--- 本文抜粋 ---
=-=-=-=-=
次に、3ページの地目別の協定締結面積でございます。以下は平成14年度の数値を使用してございます。

まず、地域別に見ましても、北海道では草地が90%を占めてございます。都府県では田が73%を占めておりまして、ブロック別では東北、北陸、東海で、田の割合が高いという傾向がございます。近畿では畑、九州では草地、沖縄では畑の割合が高いという特徴が出てございます。

下の方の地目別協定締結率でございますけれども、田と草地、採草放牧地につきましては、8割を超える面積で締結がされておるのに対しまして、畑では64%というふうに、相対的に低くなってございます。

次に、4ページでございます。
交付基準別の協定締結面積でございます。これは、5の(1)の下の注のところにございますように、傾斜度によりまして、対象農用地の要件についての基準を設定しており、また急傾斜と緩傾斜で単価が違うなどの基準がございますけれども、その基準で見た場合の割合でございます。田では、急傾斜が58%、緩傾斜が41%でございますけれども、畑と採草放牧地では、急傾斜が7割となってございます。

また、草地につきましては、いわゆる草地比率の高い草地というのが対象農用地になるようになってございますが、これが95%を占めているところでございます。

次に、5ページの耕作放棄地の発生防止の状況でございます。 これまでに約66万2千ヘクタールの農用地で集落協定を中心に協定締結されておりまして、耕作放棄地の発生が防止されておりますほか、415ヘクタールで、既に発生しておりました耕作放棄地の復旧を行うということが協定に位置づけられております。 また、協定締結に伴いまして、(2)のところにございますように、11,300ヘクタールが、農振農用地区域に編入されてきております。

次に、6ページでございます。 集落協定の状況でございますが、1集落協定当たりの交付金額でございます。北海道では1集落当たり1,260万円の交付金額となっておりまして、都道府県ではこれが143万円と10倍近い格差が出てきてございます。また、協定参加者1人当たりの交付額について見ましても、北海道では38万円、都府県で7万円という数字が出てございます。 また、(2)の方でございますが、集落協定の規模を農用地の面積で見ますと、都府県では1ヘクタール以上5ヘクタール未満の集落協定が5割を占めておりまして、20ヘクタール以上という集落協定は1割となってございます。一方で、北海道におきましては20ヘクタール以上の集落協定が7割を占めているという状況になってございます。
=-=-=-=-=
--- 提示情報 ---

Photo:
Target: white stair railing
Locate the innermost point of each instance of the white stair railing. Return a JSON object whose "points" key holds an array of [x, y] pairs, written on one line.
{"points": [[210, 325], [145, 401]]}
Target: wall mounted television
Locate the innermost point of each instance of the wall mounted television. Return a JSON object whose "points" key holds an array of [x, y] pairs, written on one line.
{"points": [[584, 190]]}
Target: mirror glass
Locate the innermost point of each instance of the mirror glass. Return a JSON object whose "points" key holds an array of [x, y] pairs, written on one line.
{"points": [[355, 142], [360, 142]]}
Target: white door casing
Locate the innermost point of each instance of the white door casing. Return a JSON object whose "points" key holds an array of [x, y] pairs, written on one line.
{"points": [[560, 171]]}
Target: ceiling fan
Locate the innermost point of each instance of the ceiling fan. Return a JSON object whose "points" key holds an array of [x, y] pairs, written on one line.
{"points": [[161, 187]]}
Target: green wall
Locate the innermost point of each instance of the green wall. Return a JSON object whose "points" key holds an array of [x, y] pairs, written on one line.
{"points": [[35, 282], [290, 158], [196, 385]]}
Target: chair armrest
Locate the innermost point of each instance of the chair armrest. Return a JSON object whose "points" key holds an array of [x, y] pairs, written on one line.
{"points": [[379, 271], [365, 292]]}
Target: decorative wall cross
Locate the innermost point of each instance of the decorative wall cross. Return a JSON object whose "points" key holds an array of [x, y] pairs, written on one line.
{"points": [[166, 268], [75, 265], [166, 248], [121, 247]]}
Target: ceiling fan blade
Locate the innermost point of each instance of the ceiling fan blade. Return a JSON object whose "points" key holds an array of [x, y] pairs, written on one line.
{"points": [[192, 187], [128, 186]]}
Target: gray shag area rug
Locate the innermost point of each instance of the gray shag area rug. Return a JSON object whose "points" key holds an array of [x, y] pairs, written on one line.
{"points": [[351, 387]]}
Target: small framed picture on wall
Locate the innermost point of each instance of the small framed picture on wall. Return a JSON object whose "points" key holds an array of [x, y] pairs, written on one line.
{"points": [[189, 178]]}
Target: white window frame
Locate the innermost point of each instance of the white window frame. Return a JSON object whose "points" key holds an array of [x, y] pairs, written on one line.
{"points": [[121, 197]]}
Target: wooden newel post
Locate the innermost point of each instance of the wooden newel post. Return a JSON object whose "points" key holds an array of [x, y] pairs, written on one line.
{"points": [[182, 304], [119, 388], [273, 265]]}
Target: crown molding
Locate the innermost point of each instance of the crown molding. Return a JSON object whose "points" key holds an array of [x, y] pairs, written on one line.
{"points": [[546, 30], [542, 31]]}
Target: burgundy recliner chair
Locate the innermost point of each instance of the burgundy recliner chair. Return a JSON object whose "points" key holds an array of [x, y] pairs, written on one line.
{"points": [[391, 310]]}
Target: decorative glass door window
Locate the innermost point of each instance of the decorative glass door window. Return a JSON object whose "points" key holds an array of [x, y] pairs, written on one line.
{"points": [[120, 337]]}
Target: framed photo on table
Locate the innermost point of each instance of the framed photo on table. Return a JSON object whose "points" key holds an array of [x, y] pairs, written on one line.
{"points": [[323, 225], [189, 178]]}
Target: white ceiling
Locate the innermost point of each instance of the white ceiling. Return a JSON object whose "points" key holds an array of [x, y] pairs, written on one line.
=-=-=-=-=
--- 課題と演習 ---
a. 本文抜粋で、協定締結面積や締結率の区分として挙げられている地目をすべて書き出しなさい。
b. 本文抜粋をもとに、次の問いに答えなさい。
(i) 北海道で草地が占める割合は何%か。
(ii) 既に発生していた耕作放棄地の復旧を行うことが協定に位置づけられている面積は何ヘクタールか。
(iii) 北海道における協定参加者1人当たりの交付額はいくらか。

--- 解答一覧 ---
a. 田、畑、草地、採草放牧地

b.
(i) 90%
(ii) 415ヘクタール
(iii) 38万円